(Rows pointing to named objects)
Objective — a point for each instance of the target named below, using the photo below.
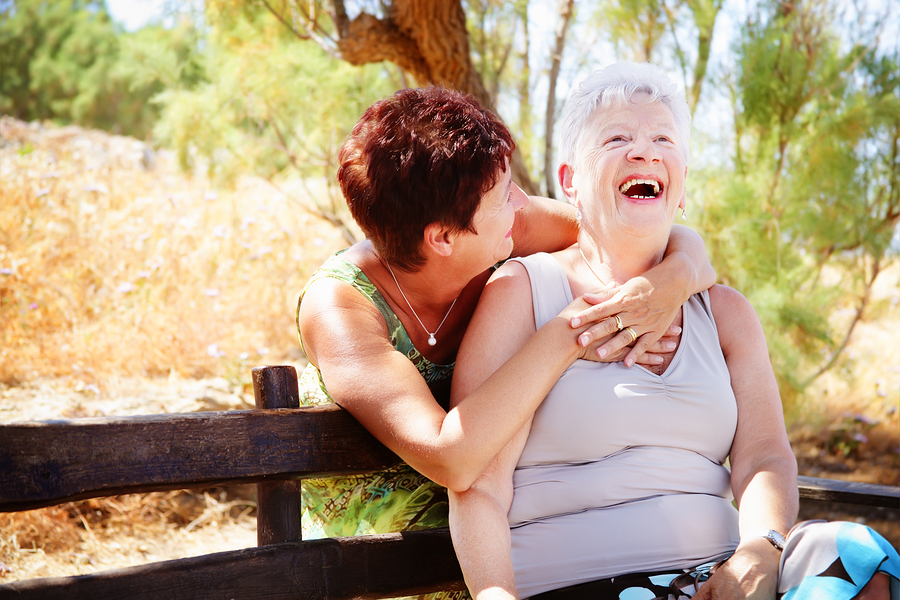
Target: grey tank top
(623, 471)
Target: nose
(520, 198)
(644, 150)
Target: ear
(438, 239)
(682, 203)
(565, 175)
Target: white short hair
(615, 85)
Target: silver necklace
(431, 340)
(589, 266)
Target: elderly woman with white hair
(621, 485)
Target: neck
(615, 262)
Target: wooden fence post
(277, 502)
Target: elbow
(456, 480)
(455, 475)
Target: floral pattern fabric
(395, 500)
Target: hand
(652, 357)
(751, 573)
(631, 302)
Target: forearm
(545, 225)
(480, 532)
(768, 498)
(685, 269)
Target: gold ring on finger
(631, 332)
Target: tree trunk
(428, 40)
(566, 11)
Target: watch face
(776, 538)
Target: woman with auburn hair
(426, 176)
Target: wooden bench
(51, 462)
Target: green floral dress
(399, 499)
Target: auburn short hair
(421, 156)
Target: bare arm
(346, 338)
(649, 303)
(478, 516)
(763, 467)
(480, 529)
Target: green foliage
(812, 199)
(63, 61)
(261, 102)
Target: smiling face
(629, 174)
(493, 221)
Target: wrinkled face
(630, 172)
(493, 222)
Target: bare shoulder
(736, 320)
(507, 286)
(333, 311)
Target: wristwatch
(775, 538)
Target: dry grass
(115, 268)
(112, 262)
(86, 537)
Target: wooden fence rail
(276, 445)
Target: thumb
(599, 296)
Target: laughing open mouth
(641, 188)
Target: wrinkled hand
(752, 573)
(634, 302)
(592, 337)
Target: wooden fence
(275, 446)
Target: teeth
(633, 182)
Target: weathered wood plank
(832, 490)
(278, 517)
(382, 566)
(50, 462)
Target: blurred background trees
(795, 172)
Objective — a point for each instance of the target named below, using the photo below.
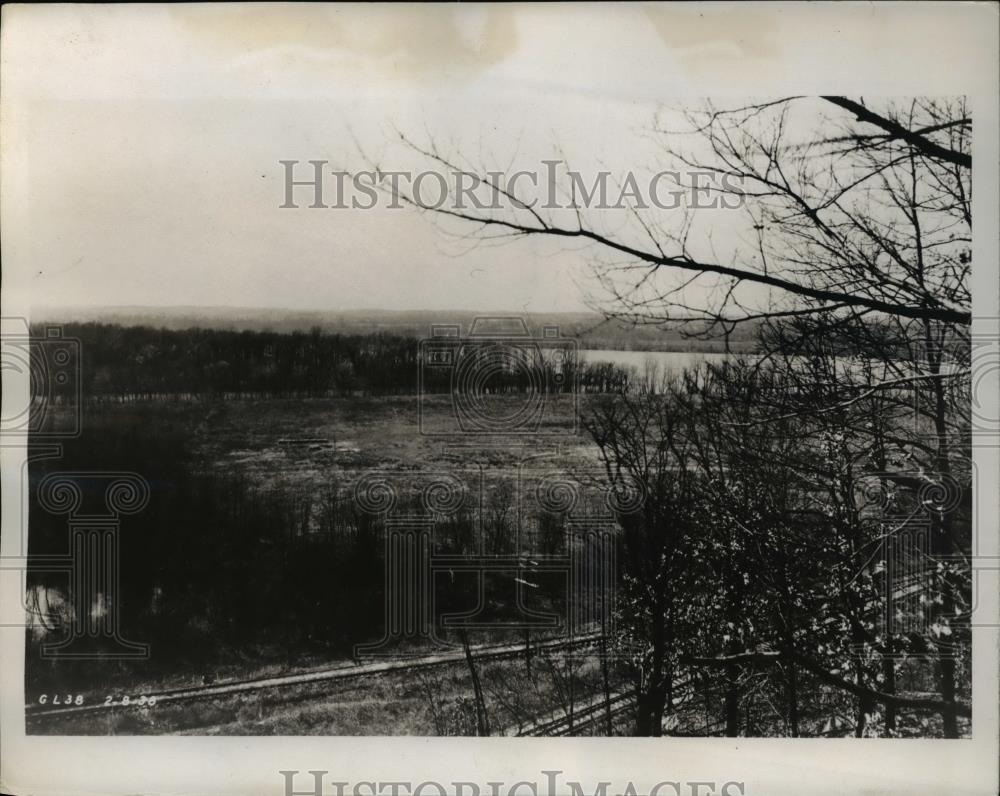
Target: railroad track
(177, 695)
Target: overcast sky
(142, 143)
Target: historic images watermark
(316, 783)
(315, 184)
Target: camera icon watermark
(499, 379)
(49, 361)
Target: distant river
(667, 361)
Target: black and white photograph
(500, 372)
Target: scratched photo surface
(385, 381)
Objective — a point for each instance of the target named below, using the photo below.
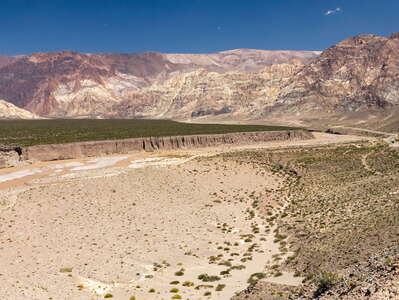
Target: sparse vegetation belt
(97, 148)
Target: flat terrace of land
(39, 132)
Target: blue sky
(192, 26)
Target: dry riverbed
(149, 226)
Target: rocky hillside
(10, 111)
(355, 80)
(75, 84)
(6, 60)
(360, 73)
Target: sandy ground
(143, 225)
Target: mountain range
(355, 82)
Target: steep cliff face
(357, 76)
(72, 84)
(203, 93)
(10, 111)
(6, 60)
(360, 73)
(87, 149)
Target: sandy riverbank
(134, 225)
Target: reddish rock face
(360, 74)
(74, 84)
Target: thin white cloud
(333, 11)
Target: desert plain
(184, 224)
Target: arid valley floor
(287, 219)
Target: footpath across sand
(150, 226)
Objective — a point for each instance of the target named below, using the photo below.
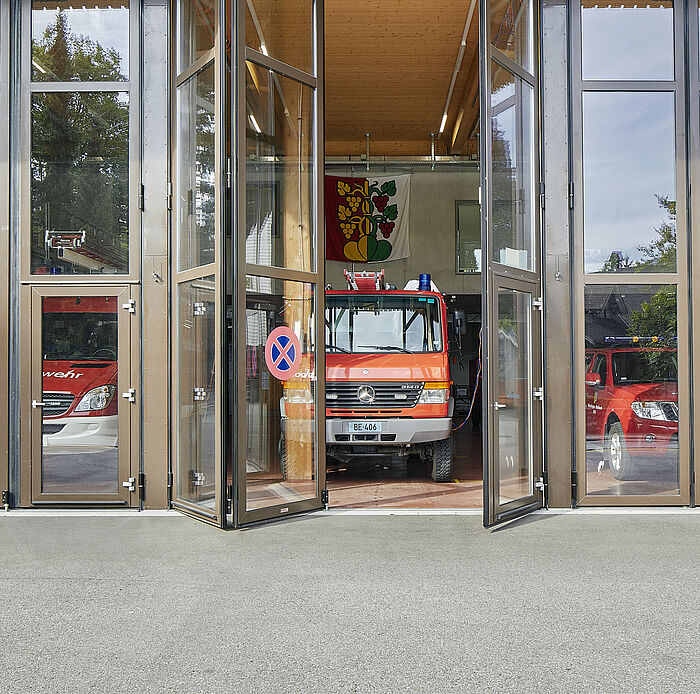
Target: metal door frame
(128, 369)
(495, 275)
(238, 425)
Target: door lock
(130, 395)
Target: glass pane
(196, 29)
(468, 237)
(511, 30)
(279, 171)
(80, 183)
(281, 459)
(629, 181)
(513, 396)
(513, 174)
(79, 374)
(631, 390)
(73, 42)
(282, 30)
(196, 403)
(627, 43)
(195, 180)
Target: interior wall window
(195, 178)
(72, 42)
(80, 183)
(468, 236)
(627, 43)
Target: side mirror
(593, 379)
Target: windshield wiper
(340, 349)
(389, 347)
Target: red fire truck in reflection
(632, 403)
(79, 374)
(387, 373)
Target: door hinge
(130, 395)
(130, 306)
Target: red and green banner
(367, 218)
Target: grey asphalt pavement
(350, 604)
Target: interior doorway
(402, 129)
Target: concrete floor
(351, 604)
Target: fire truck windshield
(370, 324)
(85, 336)
(644, 366)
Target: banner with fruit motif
(367, 218)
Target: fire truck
(388, 388)
(79, 371)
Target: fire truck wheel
(443, 453)
(621, 465)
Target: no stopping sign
(282, 352)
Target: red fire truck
(388, 388)
(79, 371)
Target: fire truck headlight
(650, 410)
(96, 399)
(435, 393)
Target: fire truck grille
(56, 403)
(670, 410)
(386, 394)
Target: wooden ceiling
(388, 71)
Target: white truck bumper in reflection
(393, 431)
(80, 431)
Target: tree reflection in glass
(80, 44)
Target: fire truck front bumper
(388, 431)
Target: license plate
(364, 427)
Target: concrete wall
(432, 219)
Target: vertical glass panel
(512, 30)
(514, 396)
(196, 401)
(280, 395)
(631, 390)
(627, 43)
(282, 30)
(279, 171)
(80, 448)
(629, 181)
(195, 30)
(513, 168)
(80, 183)
(195, 179)
(468, 236)
(73, 42)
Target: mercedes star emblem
(365, 394)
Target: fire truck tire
(622, 466)
(443, 454)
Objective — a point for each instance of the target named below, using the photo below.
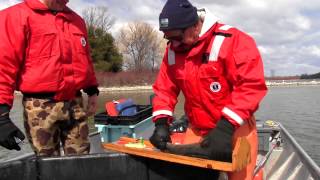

Exercise task: Count the lines in the rows above that contain the string "with", matching case exactly, and give only the number.

The output: 3